Point-based annotation data =
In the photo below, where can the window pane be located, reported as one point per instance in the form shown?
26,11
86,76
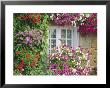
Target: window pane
53,33
63,33
69,34
69,42
53,43
63,41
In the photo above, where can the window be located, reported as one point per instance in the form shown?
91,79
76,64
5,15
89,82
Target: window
58,36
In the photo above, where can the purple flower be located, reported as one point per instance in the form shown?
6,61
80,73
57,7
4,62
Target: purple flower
53,66
28,40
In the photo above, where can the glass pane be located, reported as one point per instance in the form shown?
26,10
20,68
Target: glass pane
69,34
53,33
53,43
63,41
63,33
69,42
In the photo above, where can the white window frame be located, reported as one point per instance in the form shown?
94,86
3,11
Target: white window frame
74,39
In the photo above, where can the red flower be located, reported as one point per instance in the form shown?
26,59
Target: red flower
17,52
28,55
21,65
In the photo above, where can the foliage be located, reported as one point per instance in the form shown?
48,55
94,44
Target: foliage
30,43
69,61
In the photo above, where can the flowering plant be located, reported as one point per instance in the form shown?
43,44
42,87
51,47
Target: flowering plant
86,22
30,43
69,61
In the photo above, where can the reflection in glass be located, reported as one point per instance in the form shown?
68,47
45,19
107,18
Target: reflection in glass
63,41
69,42
53,43
53,33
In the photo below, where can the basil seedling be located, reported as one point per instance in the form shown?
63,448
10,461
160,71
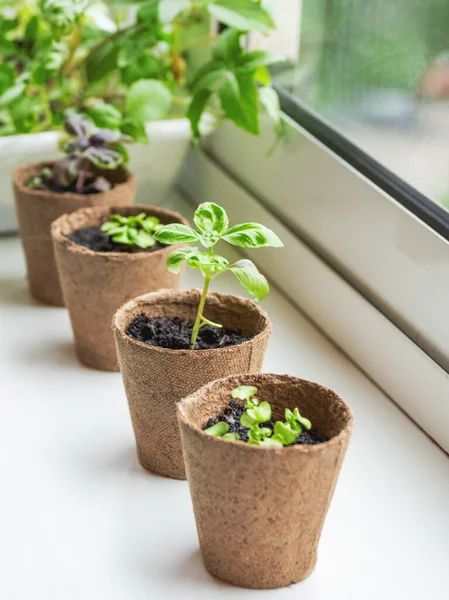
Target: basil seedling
212,226
220,430
134,230
88,151
257,413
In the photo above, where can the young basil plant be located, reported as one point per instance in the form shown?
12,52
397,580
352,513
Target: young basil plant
287,433
212,226
134,230
89,151
257,413
220,430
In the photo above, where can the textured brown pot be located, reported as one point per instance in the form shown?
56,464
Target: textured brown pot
96,284
156,378
37,209
259,511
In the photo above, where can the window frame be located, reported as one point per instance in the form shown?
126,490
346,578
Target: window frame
234,172
420,205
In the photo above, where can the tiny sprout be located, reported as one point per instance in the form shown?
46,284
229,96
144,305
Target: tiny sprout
134,230
244,392
257,413
212,226
295,420
217,430
220,430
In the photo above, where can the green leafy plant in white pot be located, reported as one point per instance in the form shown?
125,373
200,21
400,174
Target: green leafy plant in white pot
156,70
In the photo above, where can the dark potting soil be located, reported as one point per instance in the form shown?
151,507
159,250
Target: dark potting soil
71,189
232,413
172,332
94,239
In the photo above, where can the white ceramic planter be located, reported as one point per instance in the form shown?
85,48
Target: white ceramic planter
155,165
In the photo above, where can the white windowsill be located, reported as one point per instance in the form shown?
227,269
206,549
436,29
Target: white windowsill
80,519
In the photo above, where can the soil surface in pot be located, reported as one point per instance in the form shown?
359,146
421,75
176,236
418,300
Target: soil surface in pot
232,413
94,239
71,189
173,333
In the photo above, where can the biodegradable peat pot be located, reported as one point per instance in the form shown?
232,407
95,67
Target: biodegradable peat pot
96,284
259,511
37,209
156,378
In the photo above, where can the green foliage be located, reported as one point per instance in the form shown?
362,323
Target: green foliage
56,55
213,225
133,230
220,430
232,76
256,418
257,413
148,100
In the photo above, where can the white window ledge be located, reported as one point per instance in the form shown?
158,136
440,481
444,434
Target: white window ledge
81,519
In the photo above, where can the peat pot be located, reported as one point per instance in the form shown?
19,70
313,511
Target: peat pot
259,511
37,209
156,378
96,284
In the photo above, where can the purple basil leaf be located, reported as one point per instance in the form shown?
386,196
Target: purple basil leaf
100,184
104,136
104,158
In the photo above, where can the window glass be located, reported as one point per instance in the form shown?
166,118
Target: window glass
379,72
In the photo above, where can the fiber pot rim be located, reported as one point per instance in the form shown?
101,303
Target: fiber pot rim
20,173
93,211
249,379
166,296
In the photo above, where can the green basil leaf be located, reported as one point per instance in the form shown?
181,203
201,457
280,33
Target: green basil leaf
244,15
244,392
263,412
209,264
262,76
6,78
135,129
144,239
251,280
283,432
101,62
251,235
239,101
148,12
176,233
196,109
177,257
259,58
218,79
228,48
149,224
148,100
212,65
217,430
12,93
169,9
211,218
145,66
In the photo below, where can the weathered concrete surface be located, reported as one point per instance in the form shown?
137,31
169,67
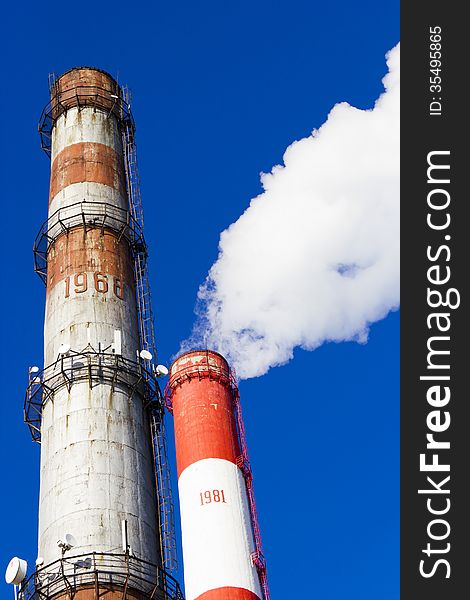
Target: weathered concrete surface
96,458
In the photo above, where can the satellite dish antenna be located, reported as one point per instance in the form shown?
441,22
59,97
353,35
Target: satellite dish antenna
16,571
63,349
67,543
145,354
161,371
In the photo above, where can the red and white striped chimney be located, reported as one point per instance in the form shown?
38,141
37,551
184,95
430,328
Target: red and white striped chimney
218,519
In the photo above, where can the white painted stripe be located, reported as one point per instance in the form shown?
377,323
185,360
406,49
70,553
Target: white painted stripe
89,317
217,536
85,125
85,191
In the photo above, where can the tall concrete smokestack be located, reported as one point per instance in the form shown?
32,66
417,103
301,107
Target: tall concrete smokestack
221,541
96,407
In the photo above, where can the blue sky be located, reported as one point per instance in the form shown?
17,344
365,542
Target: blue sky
220,90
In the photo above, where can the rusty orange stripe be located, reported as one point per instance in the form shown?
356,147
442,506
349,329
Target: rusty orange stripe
228,593
204,422
91,250
87,592
87,161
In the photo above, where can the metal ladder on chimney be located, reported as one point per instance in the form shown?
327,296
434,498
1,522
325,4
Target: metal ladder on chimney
147,339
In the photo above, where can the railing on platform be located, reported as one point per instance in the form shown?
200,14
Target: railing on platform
102,572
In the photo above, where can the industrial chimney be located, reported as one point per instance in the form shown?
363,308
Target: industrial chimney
105,513
222,551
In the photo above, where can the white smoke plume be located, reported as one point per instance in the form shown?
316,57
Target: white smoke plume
315,257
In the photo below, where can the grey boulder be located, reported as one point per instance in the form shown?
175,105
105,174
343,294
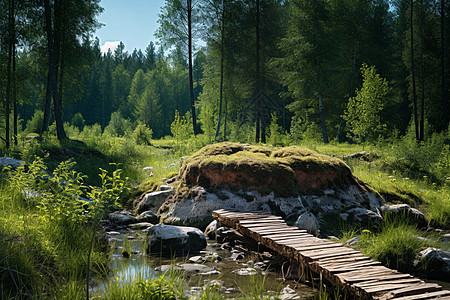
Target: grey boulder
174,240
437,262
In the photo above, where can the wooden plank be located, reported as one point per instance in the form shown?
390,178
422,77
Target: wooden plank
355,267
386,287
373,283
299,240
377,277
284,235
262,220
269,232
254,227
412,290
343,266
345,262
316,246
331,254
350,258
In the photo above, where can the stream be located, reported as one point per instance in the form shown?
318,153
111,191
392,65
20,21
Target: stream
221,269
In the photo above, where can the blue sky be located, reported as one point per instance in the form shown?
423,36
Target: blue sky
131,21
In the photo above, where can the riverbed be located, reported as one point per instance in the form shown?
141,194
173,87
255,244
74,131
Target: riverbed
218,265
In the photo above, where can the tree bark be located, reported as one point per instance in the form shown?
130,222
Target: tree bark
443,83
53,71
258,75
413,75
8,71
191,80
14,93
321,115
222,48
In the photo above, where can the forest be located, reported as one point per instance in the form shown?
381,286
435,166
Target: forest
94,131
303,64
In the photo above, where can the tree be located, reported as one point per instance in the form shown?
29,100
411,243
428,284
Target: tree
363,112
52,88
176,29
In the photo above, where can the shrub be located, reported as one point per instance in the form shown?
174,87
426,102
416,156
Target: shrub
142,134
118,125
35,123
78,121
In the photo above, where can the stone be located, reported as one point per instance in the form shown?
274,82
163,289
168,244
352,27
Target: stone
153,201
353,241
175,240
165,187
197,259
211,229
148,216
245,272
445,239
404,211
188,269
308,221
364,216
437,262
122,218
141,225
285,182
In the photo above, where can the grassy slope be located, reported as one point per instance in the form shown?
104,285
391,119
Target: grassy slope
19,226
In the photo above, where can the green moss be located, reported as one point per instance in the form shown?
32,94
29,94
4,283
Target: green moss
265,169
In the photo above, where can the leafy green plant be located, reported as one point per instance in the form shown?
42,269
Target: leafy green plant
363,112
395,246
142,134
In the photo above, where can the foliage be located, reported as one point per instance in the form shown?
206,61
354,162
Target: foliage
142,134
78,121
181,127
50,226
34,125
118,125
363,113
396,246
275,131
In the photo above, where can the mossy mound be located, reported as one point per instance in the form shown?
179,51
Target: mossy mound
286,171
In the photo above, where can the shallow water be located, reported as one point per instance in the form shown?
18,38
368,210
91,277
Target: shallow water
146,267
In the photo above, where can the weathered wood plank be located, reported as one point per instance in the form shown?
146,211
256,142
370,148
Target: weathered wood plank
412,290
343,266
439,294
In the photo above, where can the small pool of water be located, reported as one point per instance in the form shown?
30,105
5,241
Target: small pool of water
140,265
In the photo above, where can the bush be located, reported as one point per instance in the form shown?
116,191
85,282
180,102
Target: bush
78,121
35,123
396,246
142,134
118,125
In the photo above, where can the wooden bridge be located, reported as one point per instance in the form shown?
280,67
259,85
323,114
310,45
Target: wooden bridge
349,270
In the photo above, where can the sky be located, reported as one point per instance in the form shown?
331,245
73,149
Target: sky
131,21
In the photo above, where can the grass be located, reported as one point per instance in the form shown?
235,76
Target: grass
45,258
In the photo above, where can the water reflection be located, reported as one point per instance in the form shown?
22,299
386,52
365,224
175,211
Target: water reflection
142,266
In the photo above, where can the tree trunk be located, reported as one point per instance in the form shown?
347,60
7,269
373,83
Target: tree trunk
221,69
225,120
413,75
422,96
8,71
53,71
47,106
443,84
322,121
14,94
258,75
321,115
191,80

Given instruction = Exactly reproduce the lines from the one containing "In the photo above, where can the sky" through the end of the records, and only those lines.

Task output =
In the photo above, where can the sky be located, reported as one point per instance in the form shown?
331,245
73,149
Target: sky
131,21
In the photo above, where can the grass be located, reported as one point per instance in the form shown?
235,76
Target: grass
45,258
In the photo above, where can the water reflection be located, reported as one point per instance in the form shown?
22,299
386,52
365,224
175,211
Target: water reflection
142,266
In the photo above, where can the tree trunk be located, reported as one point per instance in the form shown?
347,60
7,269
373,83
Target: tree trunk
221,69
225,120
413,75
422,96
8,71
53,71
47,106
443,84
322,121
14,94
258,75
321,115
191,80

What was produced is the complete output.